═════ Working data ═════
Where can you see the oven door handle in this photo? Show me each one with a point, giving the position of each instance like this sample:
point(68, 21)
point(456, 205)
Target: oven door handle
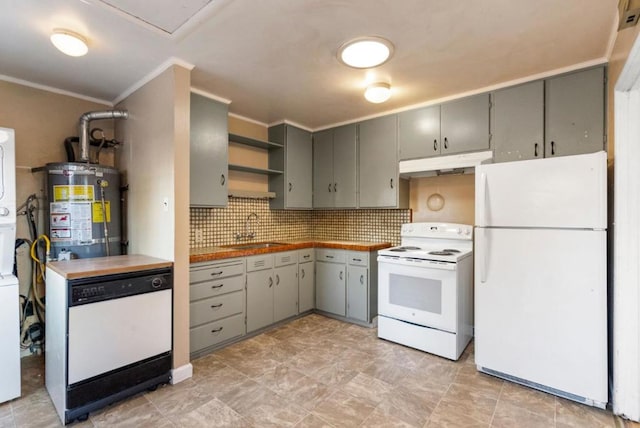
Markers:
point(483, 244)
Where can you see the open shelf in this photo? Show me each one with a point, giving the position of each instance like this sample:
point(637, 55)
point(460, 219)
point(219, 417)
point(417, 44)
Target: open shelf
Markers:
point(235, 138)
point(234, 167)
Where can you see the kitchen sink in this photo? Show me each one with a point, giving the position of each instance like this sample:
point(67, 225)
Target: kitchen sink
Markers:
point(257, 245)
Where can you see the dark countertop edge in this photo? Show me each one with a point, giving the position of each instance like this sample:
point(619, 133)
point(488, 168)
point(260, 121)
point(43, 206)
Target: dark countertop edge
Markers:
point(228, 253)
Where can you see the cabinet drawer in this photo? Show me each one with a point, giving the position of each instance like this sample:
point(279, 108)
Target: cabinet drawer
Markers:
point(216, 332)
point(259, 262)
point(330, 255)
point(206, 289)
point(208, 310)
point(306, 255)
point(285, 258)
point(358, 258)
point(215, 271)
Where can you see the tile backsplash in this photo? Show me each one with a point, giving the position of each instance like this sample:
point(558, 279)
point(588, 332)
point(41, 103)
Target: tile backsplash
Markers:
point(218, 226)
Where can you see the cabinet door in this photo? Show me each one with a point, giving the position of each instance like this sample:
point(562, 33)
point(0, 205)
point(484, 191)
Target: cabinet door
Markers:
point(357, 293)
point(575, 113)
point(259, 299)
point(323, 169)
point(285, 292)
point(378, 164)
point(344, 166)
point(330, 287)
point(298, 168)
point(419, 133)
point(465, 124)
point(208, 152)
point(306, 289)
point(518, 122)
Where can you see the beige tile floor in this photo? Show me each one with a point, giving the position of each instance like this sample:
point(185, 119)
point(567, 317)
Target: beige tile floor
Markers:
point(319, 372)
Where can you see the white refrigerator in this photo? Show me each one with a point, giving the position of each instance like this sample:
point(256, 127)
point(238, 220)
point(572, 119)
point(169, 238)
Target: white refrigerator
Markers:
point(541, 274)
point(9, 293)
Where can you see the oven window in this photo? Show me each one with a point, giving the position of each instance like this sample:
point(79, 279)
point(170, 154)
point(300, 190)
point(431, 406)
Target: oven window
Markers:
point(423, 294)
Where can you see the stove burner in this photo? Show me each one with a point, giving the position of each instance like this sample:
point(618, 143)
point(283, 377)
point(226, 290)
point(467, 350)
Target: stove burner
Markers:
point(442, 253)
point(403, 249)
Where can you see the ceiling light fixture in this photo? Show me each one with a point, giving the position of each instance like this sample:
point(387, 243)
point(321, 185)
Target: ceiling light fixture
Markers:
point(378, 92)
point(69, 42)
point(365, 52)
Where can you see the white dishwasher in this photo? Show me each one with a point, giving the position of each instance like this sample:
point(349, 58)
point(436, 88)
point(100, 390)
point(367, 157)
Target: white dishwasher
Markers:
point(108, 336)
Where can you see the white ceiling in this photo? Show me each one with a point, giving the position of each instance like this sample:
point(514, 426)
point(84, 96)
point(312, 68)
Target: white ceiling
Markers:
point(275, 59)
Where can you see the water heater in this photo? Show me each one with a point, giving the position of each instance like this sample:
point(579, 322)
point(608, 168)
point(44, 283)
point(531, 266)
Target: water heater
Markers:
point(84, 210)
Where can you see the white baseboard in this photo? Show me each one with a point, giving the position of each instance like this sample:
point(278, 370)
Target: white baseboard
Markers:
point(181, 373)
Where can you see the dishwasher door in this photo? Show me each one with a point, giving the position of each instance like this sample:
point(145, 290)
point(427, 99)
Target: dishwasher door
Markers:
point(111, 334)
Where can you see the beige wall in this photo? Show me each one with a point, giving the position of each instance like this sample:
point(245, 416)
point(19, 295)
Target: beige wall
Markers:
point(42, 120)
point(155, 164)
point(457, 192)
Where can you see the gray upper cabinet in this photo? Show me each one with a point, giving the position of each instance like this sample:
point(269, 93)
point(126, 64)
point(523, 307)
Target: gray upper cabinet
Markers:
point(518, 122)
point(419, 133)
point(334, 168)
point(323, 169)
point(208, 152)
point(575, 113)
point(293, 188)
point(378, 177)
point(464, 124)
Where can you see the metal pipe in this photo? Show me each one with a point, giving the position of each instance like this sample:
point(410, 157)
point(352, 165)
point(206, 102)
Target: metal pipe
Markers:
point(83, 127)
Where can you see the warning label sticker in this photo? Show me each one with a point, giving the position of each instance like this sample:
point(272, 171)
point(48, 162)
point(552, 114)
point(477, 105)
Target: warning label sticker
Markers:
point(97, 211)
point(71, 223)
point(76, 192)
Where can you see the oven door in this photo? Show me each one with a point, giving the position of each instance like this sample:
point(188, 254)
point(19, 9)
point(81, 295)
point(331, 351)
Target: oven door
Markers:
point(419, 292)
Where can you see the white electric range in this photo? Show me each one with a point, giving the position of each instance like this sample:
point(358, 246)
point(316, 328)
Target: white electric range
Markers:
point(425, 292)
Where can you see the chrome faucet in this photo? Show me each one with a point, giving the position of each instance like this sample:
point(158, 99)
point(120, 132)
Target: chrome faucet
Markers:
point(248, 233)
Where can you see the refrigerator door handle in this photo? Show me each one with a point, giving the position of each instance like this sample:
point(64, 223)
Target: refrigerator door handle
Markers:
point(482, 198)
point(481, 237)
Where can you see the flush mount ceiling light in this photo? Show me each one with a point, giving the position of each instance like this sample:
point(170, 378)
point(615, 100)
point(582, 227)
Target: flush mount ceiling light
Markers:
point(69, 42)
point(378, 92)
point(365, 52)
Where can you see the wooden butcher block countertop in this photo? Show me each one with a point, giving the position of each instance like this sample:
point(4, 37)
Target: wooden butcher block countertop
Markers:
point(83, 268)
point(230, 251)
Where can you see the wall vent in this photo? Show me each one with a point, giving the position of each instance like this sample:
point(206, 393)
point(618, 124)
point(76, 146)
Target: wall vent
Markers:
point(629, 13)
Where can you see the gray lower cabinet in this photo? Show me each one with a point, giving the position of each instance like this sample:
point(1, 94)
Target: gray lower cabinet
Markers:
point(574, 113)
point(294, 188)
point(334, 168)
point(272, 288)
point(378, 177)
point(217, 304)
point(306, 280)
point(208, 152)
point(331, 281)
point(362, 285)
point(518, 122)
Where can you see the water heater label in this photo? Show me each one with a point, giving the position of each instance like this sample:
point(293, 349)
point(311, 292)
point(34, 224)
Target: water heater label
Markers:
point(71, 222)
point(97, 211)
point(74, 192)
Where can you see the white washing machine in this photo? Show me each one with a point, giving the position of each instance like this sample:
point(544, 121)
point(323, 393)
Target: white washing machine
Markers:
point(9, 293)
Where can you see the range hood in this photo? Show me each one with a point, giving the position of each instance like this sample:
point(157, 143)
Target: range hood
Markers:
point(464, 163)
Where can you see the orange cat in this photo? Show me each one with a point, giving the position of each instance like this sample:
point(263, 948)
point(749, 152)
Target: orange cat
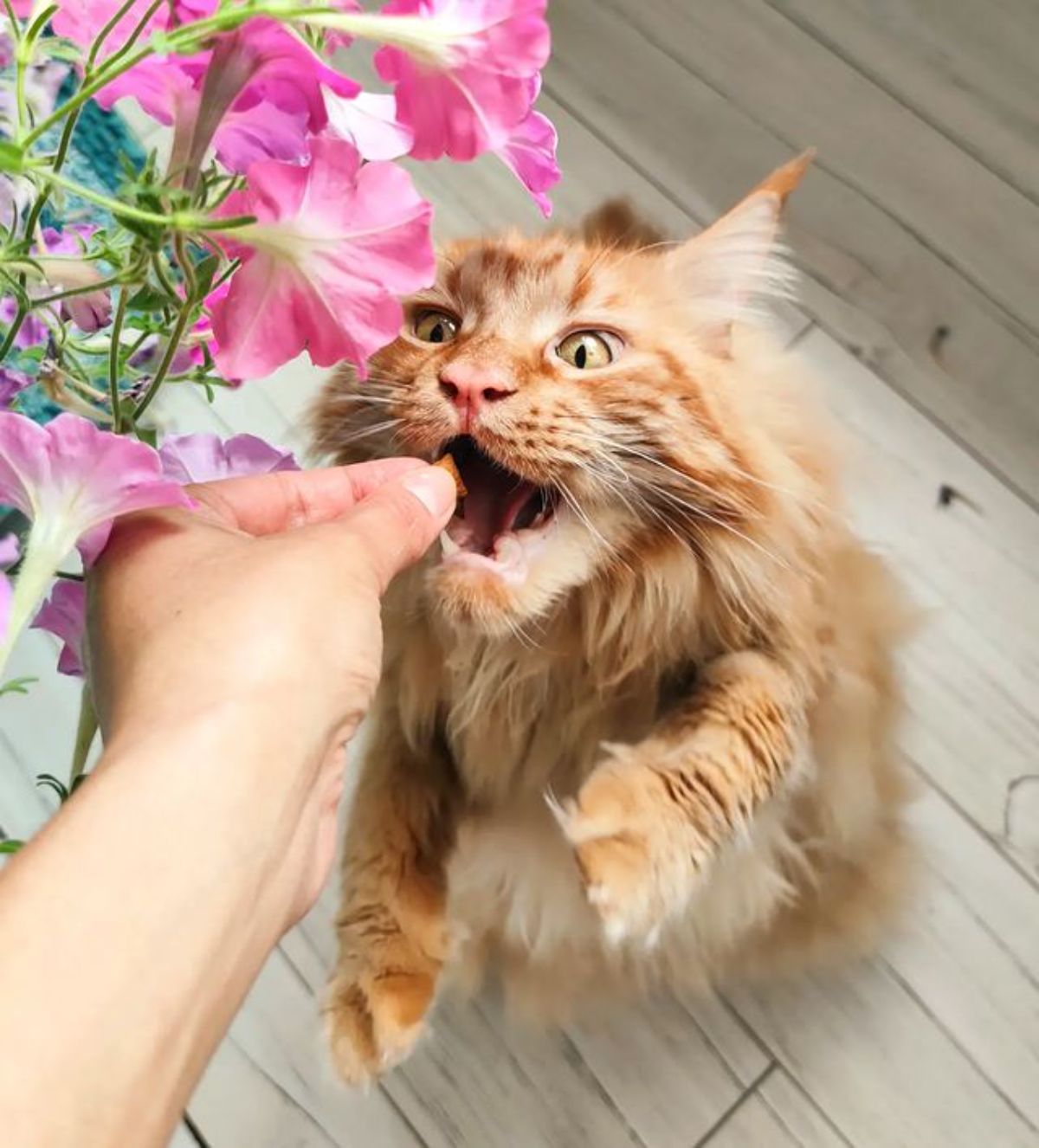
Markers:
point(637, 714)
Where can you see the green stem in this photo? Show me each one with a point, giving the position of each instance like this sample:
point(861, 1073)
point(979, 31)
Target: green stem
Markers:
point(13, 331)
point(161, 275)
point(106, 31)
point(42, 553)
point(87, 728)
point(166, 359)
point(21, 105)
point(113, 361)
point(105, 201)
point(44, 194)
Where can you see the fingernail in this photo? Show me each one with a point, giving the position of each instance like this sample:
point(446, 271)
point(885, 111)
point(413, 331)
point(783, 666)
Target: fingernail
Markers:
point(433, 488)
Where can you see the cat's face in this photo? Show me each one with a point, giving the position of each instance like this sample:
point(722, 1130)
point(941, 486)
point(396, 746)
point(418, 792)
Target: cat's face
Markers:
point(574, 381)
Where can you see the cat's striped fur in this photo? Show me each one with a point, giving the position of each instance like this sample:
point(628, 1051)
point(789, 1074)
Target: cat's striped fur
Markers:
point(666, 753)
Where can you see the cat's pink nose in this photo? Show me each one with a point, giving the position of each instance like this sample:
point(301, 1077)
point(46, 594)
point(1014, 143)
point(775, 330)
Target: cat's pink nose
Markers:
point(471, 387)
═════
# Stated goal
Convert the lines from the one containing "Where can you see the fingernail" through the end of the items, inclusive, into a numbered list, omitting any blank lines.

# Written answer
1. Where can you see the fingernail in this photo? Show me each one with a point, giving the position of each instance like this sample:
2. point(446, 271)
3. point(885, 111)
4. point(413, 331)
5. point(783, 666)
6. Target: fingernail
7. Markers:
8. point(433, 488)
9. Where can you see the cat's face in this photo? Show me each one with a point, giving the position of each instance like this sample:
10. point(722, 1130)
11. point(941, 486)
12. point(396, 746)
13. point(418, 792)
14. Target: cat's face
15. Markers:
16. point(574, 381)
17. Where can you see the cat's striped fur in this photo? Show me each one with a point, giving the position of each instance like this sample:
18. point(628, 1051)
19. point(789, 1074)
20. Target: cat's striped fur
21. Markers:
22. point(666, 753)
23. Where can you see the cat's pink nose in this photo? Show me each one with a point, giving the position of each instance like this sample:
24. point(301, 1077)
25. point(46, 594)
26. point(1014, 143)
27. point(775, 330)
28. Target: cat's pink nose
29. Markers:
30. point(471, 387)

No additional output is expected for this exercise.